== TASK INPUT ==
........
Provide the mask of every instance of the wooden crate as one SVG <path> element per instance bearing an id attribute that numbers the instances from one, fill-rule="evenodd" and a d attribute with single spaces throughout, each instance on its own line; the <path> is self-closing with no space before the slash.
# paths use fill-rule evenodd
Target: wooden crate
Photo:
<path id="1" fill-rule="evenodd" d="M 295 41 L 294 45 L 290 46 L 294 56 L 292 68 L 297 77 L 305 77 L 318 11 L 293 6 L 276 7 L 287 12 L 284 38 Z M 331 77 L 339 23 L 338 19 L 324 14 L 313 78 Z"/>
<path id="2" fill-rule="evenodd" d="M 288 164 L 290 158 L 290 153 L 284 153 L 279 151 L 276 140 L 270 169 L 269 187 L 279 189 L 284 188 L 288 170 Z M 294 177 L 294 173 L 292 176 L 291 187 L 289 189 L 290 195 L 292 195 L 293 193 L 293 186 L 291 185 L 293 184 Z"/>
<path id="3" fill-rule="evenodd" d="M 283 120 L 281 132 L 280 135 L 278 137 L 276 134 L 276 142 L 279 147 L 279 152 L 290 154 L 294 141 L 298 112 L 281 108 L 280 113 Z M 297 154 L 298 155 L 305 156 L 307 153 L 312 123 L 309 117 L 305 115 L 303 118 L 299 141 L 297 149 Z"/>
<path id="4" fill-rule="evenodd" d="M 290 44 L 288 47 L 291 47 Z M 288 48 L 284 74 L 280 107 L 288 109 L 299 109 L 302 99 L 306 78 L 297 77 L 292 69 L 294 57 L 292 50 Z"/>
........
== EXERCISE GOAL ==
Express each line of the data above as one string in a JSON list, omitting any blank lines.

== REPLY TO THE EXERCISE ==
[
  "Provide the mask of every instance of the wooden crate as one SVG <path> element per instance bearing an id attribute that numbers the instances from one, fill-rule=\"evenodd\" and a d attribute with single spaces throughout, each instance on its own line; the <path> is self-closing with no space before the slash.",
  "# paths use fill-rule evenodd",
  "Target: wooden crate",
  "Photo:",
  "<path id=\"1\" fill-rule=\"evenodd\" d=\"M 295 41 L 294 45 L 290 46 L 294 56 L 292 68 L 297 77 L 305 77 L 318 11 L 293 6 L 276 7 L 287 12 L 284 38 Z M 331 77 L 339 23 L 338 19 L 324 14 L 313 78 Z\"/>",
  "<path id=\"2\" fill-rule=\"evenodd\" d=\"M 288 164 L 290 158 L 290 153 L 284 153 L 279 151 L 276 140 L 270 169 L 269 187 L 279 189 L 284 188 L 288 170 Z M 294 177 L 294 173 L 292 176 L 291 187 L 289 189 L 290 195 L 292 195 L 293 193 L 293 186 L 291 185 L 293 184 Z\"/>",
  "<path id=\"3\" fill-rule=\"evenodd\" d=\"M 283 120 L 281 132 L 280 135 L 278 137 L 276 134 L 276 142 L 279 147 L 279 152 L 290 154 L 294 141 L 298 112 L 281 108 L 280 113 Z M 297 154 L 298 155 L 305 156 L 307 153 L 312 123 L 309 117 L 305 115 L 303 118 L 299 141 L 297 149 Z\"/>",
  "<path id=\"4\" fill-rule=\"evenodd\" d=\"M 290 44 L 288 47 L 291 47 Z M 288 48 L 284 74 L 280 107 L 288 109 L 299 109 L 302 99 L 306 78 L 297 77 L 292 69 L 294 57 L 292 50 Z\"/>"
]